### WHAT IS ASKED
Starting at the line that contains "Target: ocean water" and ending at the last line of the records, swap "instance" for "occurrence", and reproduce only those lines with everything else unchanged.

### EXERCISE INPUTS

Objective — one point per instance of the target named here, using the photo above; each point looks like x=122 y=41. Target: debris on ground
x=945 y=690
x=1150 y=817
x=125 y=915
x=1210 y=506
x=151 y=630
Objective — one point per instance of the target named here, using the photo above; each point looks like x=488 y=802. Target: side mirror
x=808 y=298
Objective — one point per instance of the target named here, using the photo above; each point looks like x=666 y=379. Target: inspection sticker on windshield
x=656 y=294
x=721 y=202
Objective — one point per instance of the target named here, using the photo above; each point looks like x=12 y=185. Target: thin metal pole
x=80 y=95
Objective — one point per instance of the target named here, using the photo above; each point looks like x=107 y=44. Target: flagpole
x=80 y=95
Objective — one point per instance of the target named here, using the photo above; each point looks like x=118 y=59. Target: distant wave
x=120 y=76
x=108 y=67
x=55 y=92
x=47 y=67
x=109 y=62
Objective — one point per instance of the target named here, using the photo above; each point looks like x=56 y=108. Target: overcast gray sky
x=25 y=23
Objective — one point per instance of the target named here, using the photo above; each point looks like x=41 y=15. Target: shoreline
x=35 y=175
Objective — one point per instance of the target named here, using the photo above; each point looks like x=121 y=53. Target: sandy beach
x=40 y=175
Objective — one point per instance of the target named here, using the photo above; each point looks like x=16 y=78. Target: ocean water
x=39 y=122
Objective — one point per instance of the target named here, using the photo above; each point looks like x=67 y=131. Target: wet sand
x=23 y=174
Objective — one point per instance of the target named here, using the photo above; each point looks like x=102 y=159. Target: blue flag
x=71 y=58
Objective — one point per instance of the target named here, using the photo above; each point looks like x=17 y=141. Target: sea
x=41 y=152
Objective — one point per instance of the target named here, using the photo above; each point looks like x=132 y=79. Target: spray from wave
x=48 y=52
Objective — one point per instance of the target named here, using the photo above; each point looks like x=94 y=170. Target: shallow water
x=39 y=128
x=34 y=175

### OUTPUT OF THE EXERCISE
Objective — one point per occurrence of the target named here, using the photo above; each point looks like x=16 y=78. Target: ocean water
x=39 y=122
Objective — one point per occurrence of the target named here, using the photo above; each point looks like x=67 y=131. Target: wet sand
x=23 y=174
Objective — one point per occurrence of the target named here, using the photo above; each point looks like x=102 y=159. Target: blue flag
x=71 y=58
Objective — one point per occurrence of the target named here, using the photo above; each point looks like x=17 y=141. Target: sea
x=41 y=152
Objective — one point per occurrence of the target named here, using the photo above; each point looks like x=132 y=79. Target: spray from wave
x=48 y=52
Objective — one point per occurrence of the target named here, using the photo above; each point looks like x=94 y=170. Target: shallow water
x=39 y=128
x=34 y=175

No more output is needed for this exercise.